## WHAT THE TASK ASKS
Print each line of the records below with no changes.

## TASK MATERIAL
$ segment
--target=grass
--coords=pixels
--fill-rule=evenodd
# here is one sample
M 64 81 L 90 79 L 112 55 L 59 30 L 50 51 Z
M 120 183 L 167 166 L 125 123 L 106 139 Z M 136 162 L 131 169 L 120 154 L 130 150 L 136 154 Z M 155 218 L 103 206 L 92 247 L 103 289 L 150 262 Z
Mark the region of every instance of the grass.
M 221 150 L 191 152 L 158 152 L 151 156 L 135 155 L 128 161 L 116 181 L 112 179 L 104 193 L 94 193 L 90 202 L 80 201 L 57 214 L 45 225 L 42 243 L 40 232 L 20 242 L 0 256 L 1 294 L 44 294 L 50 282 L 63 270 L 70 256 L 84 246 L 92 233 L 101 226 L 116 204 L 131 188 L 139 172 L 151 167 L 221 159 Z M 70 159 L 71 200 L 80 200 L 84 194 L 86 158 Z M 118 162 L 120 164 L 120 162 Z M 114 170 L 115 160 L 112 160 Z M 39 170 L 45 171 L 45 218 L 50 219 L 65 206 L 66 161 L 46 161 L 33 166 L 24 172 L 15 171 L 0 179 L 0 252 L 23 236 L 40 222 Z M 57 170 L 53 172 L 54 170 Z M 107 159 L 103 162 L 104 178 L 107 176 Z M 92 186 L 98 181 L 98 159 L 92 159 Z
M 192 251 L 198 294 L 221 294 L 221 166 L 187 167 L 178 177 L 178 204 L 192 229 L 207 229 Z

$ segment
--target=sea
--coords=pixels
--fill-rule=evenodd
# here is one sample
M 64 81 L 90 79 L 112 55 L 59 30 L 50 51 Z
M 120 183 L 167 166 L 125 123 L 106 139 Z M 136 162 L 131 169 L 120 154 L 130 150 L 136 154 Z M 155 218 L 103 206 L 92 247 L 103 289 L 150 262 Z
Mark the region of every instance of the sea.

## PROBLEM SOLUTION
$ segment
--target=grass
--coords=pixels
--fill-rule=evenodd
# here is one sample
M 64 81 L 90 79 L 112 55 L 59 30 L 50 51 Z
M 120 183 L 167 166 L 125 123 L 106 139 Z M 136 162 L 131 169 L 120 154 L 130 150 L 136 154 Z M 155 218 L 103 206 L 92 247 L 103 289 L 150 262 Z
Mark the region of every instance of the grass.
M 221 150 L 191 152 L 158 152 L 151 156 L 135 155 L 128 161 L 116 181 L 112 179 L 104 193 L 94 193 L 90 202 L 80 201 L 57 214 L 45 225 L 42 243 L 40 232 L 20 242 L 0 256 L 1 294 L 44 294 L 50 282 L 63 270 L 70 256 L 84 246 L 92 233 L 101 226 L 116 204 L 131 188 L 139 172 L 151 167 L 221 159 Z M 70 159 L 71 200 L 80 200 L 84 194 L 86 158 Z M 118 162 L 120 164 L 120 162 Z M 114 170 L 115 160 L 112 160 Z M 39 170 L 45 171 L 45 218 L 50 219 L 65 206 L 66 161 L 46 161 L 33 166 L 24 172 L 15 171 L 0 179 L 0 252 L 23 236 L 40 222 Z M 57 170 L 53 172 L 54 170 Z M 107 159 L 103 162 L 104 178 L 107 176 Z M 92 186 L 98 181 L 98 159 L 92 159 Z
M 192 251 L 198 294 L 221 294 L 221 166 L 187 167 L 178 177 L 178 204 L 192 229 L 207 229 Z

$ segment
--target=sea
--coords=pixels
--fill-rule=evenodd
# here is one sample
M 64 81 L 90 79 L 112 55 L 59 30 L 50 51 Z
M 120 183 L 167 166 L 125 123 L 106 139 Z M 136 162 L 131 169 L 120 154 L 130 150 L 136 154 Z M 155 218 L 103 206 L 92 247 L 103 289 L 150 262 Z
Mark the region of every instance of the sea.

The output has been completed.